━━ Reading passage ━━
I was thinking about how we keep skirting around (ha ha, nice pun) the issue of Christianity and feminism. La Luba has been talking about Puritanism and Belledame has been mulling all over the internet about this attempt to suffer today for rewards tomorrow.
But I haven’t really sat down and tried to get at what’s going on in depth. And yet, I left the church in part for feminist reasons–part one was how the church treated my family, me included, but part two was wanting desperately to believe that there was nothing wrong with me, needing to believe that for my own sanity, and not getting that from the Church.
And yet, I know that women make perfectly fulfilling lives in the Church and that the Church has been responsible for a lot of social justice that directly benefits women.
So, I want to talk about the effects of Christianity on feminism, but I want to do it with a hundred caveats up front, about how Christianity doesn’t have to inherently fuck up women, how many women are great Christians and great feminists, etc.
━━━
Task 1:
Which lines of the listing contain the word "blue"? Copy each one in full, and treat case as significant.
━━ Records for this task ━━
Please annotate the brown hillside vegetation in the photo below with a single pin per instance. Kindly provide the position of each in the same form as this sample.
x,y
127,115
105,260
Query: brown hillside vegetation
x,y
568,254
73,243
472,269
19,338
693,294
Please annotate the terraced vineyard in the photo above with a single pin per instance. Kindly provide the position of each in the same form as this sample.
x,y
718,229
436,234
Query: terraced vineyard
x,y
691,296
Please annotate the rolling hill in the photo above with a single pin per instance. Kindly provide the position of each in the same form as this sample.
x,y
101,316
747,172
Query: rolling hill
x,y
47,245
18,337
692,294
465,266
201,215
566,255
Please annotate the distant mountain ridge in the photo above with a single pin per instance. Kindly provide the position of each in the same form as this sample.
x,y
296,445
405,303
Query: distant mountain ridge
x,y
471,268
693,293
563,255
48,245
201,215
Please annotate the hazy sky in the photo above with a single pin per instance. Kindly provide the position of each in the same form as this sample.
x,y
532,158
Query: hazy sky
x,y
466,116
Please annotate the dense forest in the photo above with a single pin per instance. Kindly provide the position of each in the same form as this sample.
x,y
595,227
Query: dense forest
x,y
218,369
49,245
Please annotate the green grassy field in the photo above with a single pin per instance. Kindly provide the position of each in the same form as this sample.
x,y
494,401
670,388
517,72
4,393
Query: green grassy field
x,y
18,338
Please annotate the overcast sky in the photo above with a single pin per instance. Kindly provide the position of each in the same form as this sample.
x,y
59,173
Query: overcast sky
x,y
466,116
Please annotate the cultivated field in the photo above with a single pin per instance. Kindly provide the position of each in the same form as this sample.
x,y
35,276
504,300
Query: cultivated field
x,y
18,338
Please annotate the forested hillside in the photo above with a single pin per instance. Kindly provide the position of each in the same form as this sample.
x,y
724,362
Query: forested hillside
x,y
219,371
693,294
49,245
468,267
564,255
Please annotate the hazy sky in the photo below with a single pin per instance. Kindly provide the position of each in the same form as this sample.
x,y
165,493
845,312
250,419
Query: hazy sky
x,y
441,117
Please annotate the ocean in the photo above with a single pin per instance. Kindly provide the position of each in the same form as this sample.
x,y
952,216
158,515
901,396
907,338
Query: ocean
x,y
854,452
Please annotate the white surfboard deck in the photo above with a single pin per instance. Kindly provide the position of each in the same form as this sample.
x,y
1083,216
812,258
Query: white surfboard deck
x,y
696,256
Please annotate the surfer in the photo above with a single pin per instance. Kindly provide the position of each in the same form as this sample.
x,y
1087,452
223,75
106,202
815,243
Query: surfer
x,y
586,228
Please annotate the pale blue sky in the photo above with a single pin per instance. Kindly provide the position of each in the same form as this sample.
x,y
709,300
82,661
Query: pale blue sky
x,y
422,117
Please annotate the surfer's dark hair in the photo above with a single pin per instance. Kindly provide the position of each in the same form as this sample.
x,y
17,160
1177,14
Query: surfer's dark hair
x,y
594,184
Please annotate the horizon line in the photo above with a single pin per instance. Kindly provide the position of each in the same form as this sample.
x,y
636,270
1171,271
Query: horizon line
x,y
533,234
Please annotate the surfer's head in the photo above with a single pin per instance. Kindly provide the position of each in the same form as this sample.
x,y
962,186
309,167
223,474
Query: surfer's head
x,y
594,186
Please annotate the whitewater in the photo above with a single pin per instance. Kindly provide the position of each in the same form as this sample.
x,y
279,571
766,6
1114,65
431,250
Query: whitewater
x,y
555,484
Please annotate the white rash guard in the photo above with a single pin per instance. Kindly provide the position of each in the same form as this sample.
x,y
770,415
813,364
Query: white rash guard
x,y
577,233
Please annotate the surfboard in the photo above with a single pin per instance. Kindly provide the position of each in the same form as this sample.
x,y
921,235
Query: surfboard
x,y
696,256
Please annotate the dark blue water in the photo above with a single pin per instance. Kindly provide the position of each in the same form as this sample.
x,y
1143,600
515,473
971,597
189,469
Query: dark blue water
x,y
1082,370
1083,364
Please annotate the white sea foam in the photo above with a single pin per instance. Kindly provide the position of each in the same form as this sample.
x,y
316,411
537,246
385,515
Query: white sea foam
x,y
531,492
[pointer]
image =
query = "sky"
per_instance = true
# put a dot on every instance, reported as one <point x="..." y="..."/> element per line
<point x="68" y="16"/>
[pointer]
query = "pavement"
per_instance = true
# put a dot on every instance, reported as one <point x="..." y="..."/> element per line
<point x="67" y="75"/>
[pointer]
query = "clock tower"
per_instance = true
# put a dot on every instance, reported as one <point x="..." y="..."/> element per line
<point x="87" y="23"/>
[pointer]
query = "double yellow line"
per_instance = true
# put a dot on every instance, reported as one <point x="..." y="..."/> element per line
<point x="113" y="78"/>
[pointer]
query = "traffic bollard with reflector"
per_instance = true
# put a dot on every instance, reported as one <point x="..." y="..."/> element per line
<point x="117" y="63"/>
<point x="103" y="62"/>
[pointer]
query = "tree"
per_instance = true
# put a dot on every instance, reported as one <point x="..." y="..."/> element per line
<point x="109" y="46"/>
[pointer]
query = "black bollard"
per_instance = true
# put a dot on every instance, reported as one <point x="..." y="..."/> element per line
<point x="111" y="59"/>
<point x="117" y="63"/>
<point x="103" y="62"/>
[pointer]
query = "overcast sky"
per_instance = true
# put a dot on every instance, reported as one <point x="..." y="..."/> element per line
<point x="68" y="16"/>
━━━
Task 2:
In the blog post on Christianity and feminism, what topic is each person said to be talking about, mulling over, or wanting to talk about? List each person together with that topic.

Result 1:
Please annotate the pale blue sky in the photo above with a single pin per instance. Kindly provide the position of each in the same form as this sample.
Query: pale blue sky
Please annotate the dark blue water in the photo above with a single pin per instance. Kindly provide the position of each in the same form as this sample.
Query: dark blue water

Result 2:
- La Luba: Puritanism
- Belledame: the attempt to suffer today for rewards tomorrow
- The writer: the effects of Christianity on feminism